■ **Document text**:

· · ·

4.25 In the instant case there was no collateral contract or option taken by Bank at time of mortgage transaction nor is there any tangible evidence of any unconscionable conduct on the part of the Bank.


4.26 The conditions imposed by Bank as stated in paragraph 2.37 hereof is not unreasonable given the fact that Plaintiff has reneged on its earlier undertaking and promises to redeem the mortgage and does not meet the test for it to be clog on equity of redemption.


4.27 Furthermore Plaintiff by its then Solicitors wrote to Bank on 19 April 2013 advising that monies had is held in their Trust Account will be paid once it is cleared. No such payments have been made.


4.28 I repeat the comments made at paragraphs 4.14 to 4.18 of this Ruling.


5.0 APPLICATION FOR INTERLOCUTORY INJUNCTION


5.1 The principles relating to Application for Interlocutory Injunction has been well settled in that for the Court to grant Interlocutory Injunction Court must be satisfied that:-


(i) There is a serious question to be tried;

(ii) Balance of Convenience favour granting of the interlocutory injunction:

American Cyanamid v. Ethicon Co. Ltd [1975] 1AllER 504; Mohammed v. ANZ Banking Group Ltd [1984] 30FLR 136; Roxy Motor Parts v. Habib Bank Ltd [2005] FJCA 49, ABU0060J 2004S (15 July 2005)


5.2 In Strategic Nominees Ltd (In Receivership) v. Gulf Investments (Fiji) Ltd [2011] FJCA 23; ABU 0039 2009 (10 March 2011) his Lordship Justice Marshall (as then he was) cast some doubt as to applicability of the principle in American Cyanamid case in respect to Interlocutory Injunction Application to restrain mortgage sale.


5.3 His Lordship Justice Marshall (as then he was) quoted the following comments of the trial Judge, his Honour Justice Walsh and High Court Judge his Lordship Chief Justice Barwick from Inglis v. Commonwealth Trade Bank of Australia [1971-1972] 126 CLR 161.


His Lordship Justice Walsh:


"But the proprietary rights as owner which the plaintiffs have are rights which are subject to and qualified by the rights over the property given to the defendant by the mortgage. If the defendant exercises the latter rights or threatens to do so that is not, as such, an act or a threatened act in contravention or infringement of the plaintiffs' proprietary rights". (page 166)


"In my opinion the principles on which the Court has always acted do not permit the Court to intervene because of the existence of those claims, and I am of the opinion that I should not grant the application." (pages 167-168)

· · ·

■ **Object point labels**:
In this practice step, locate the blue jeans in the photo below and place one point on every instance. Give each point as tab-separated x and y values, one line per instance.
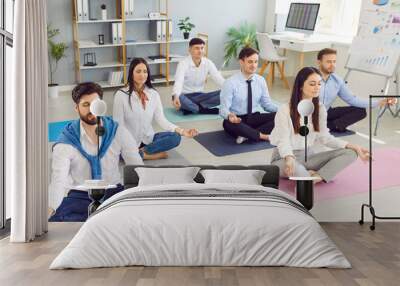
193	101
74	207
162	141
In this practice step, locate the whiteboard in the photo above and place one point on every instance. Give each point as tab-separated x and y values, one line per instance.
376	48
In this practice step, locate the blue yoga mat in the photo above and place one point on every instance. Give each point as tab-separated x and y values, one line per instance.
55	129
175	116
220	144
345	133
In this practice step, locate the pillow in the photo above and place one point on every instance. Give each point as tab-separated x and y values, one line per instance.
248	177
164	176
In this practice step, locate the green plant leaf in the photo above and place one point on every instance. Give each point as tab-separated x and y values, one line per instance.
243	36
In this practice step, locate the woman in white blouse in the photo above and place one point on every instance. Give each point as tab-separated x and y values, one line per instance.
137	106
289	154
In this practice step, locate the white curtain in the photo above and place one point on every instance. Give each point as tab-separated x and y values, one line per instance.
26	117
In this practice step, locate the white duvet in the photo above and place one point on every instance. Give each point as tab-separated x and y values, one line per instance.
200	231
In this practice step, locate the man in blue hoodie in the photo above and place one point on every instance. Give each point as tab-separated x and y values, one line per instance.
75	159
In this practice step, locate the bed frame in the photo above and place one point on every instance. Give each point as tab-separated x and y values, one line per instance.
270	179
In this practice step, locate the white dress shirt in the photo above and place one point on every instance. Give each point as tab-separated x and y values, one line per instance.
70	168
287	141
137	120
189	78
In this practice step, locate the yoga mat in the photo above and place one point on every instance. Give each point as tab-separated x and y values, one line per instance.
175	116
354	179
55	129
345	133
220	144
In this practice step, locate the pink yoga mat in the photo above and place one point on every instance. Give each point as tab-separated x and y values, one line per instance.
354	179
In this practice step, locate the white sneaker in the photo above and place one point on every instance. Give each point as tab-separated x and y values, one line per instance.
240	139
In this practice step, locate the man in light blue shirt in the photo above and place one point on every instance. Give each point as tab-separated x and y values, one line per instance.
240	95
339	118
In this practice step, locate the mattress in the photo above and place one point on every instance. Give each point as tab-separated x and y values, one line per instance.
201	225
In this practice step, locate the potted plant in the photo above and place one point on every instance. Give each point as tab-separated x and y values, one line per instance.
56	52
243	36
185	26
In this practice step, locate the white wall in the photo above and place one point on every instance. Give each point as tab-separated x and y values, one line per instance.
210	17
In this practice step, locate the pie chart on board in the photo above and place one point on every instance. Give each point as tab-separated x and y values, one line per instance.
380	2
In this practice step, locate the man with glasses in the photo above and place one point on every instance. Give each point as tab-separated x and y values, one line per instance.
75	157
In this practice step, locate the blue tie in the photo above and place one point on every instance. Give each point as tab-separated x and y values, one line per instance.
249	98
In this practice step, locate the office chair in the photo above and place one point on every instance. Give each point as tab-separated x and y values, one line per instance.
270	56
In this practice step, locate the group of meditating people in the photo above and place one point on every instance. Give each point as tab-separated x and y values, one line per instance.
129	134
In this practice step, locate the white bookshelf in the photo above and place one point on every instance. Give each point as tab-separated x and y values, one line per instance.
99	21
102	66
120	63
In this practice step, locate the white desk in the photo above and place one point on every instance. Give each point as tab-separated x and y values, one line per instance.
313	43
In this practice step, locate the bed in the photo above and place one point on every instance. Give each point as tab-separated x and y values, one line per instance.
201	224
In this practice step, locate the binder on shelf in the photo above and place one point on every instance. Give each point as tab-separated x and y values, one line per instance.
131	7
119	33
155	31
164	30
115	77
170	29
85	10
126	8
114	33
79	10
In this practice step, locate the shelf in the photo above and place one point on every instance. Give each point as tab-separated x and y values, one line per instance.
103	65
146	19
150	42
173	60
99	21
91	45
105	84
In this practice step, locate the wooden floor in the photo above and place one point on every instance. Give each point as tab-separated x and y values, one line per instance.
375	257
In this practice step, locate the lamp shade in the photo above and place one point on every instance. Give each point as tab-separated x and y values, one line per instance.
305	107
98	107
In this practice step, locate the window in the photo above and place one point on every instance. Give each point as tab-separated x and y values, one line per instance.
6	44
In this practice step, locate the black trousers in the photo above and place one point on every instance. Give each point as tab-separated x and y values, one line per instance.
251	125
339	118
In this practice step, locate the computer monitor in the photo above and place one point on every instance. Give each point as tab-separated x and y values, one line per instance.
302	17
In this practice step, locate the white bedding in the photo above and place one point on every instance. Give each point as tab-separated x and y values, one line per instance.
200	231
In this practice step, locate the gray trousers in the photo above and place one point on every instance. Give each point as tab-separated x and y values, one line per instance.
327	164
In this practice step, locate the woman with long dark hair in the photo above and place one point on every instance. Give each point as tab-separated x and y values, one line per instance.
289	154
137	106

· · ·

■ **Problem set**:
(A) Give the records as a numbered list, starting at the line that contains "In this practice step, locate the woman with" and running through the final line of the records. Leave out any blank lines.
(B) Continue the court ruling on the mortgage and the injunction application from the point where it stops.

■ **Outputs for the tasks**:
(A)
1. In this practice step, locate the woman with long dark hair in the photo above and place one point on every instance. Give each point as tab-separated x and y values, one line per instance.
2. 289	154
3. 137	106

(B)
His Lordship Chief Justice Barwick:


"The case falls fairly, in my opinion, within the general rule applicable when it is sought to restrain the exercise by a mortgagee of his rights under the mortgage instrument. Failing payment into court of the amount sworn by the mortgagee as due and owing under the mortgage, no restraint should be placed by order upon the exercise of the respondent mortgagee's rights under the mortgage." (page 169)


5.4 His Lordship Justice Marshall (as then he was) in referring to Mobil Oil Co. Ltd. v. Rawlinson [1981] 43 P & CR 221; Citibank Trust Ltd v. Aviyor [1987] 3 All ER 241 and National Westminster Bank Plc. v. Skelton [1993] 1 All ER 2&2 cases delivered after American Cyanamid and Inglis stated as follows:-


"37. Because there are no relevant proprietary interests or other legal interests in place and because the policy of the law is 'no restraint' none of these cases even mention American Cyanamid and the quia timet interim injunction principles. But in Fiji the only case ever cited in the Samuel Keller line is Inglis. The later cases in the line were not before the Fiji courts in any of the cases discussed above such as Naigulevu. This has lead to the introduction of, in a wholly inappropriate context, American Cyanamid principles. At least in the earlier Fiji cases Inglis has been, after much irrelevant discussion followed. I believe the decision in this case is the first occasion what in any common law jurisdiction that the Samuel Keller/Mobil Oil principle has not been applied in a case that falls four square within the factual matrix of cases such as Samuel Keller, Inglis and Skelton. It is not in the interest of the common law jurisdiction in Fiji for this to happen."


5.5 His Lordship expresses in the view that American Cyanamid principle only applies to restrain the Defendant from committing a wrong.


5.6 However the courts in Fiji has over the years applied both principles in dealing with Application for Interlocutory Injunction to restrain mortgagee sale as the principles in Inglis and American Cyanamid does not contradict but supplement each other.


Roxy Motor Parts (Supra) and Mohammed v. ANZ Banking Group Ltd [1984] 30FLR 136 (2nd August 1984)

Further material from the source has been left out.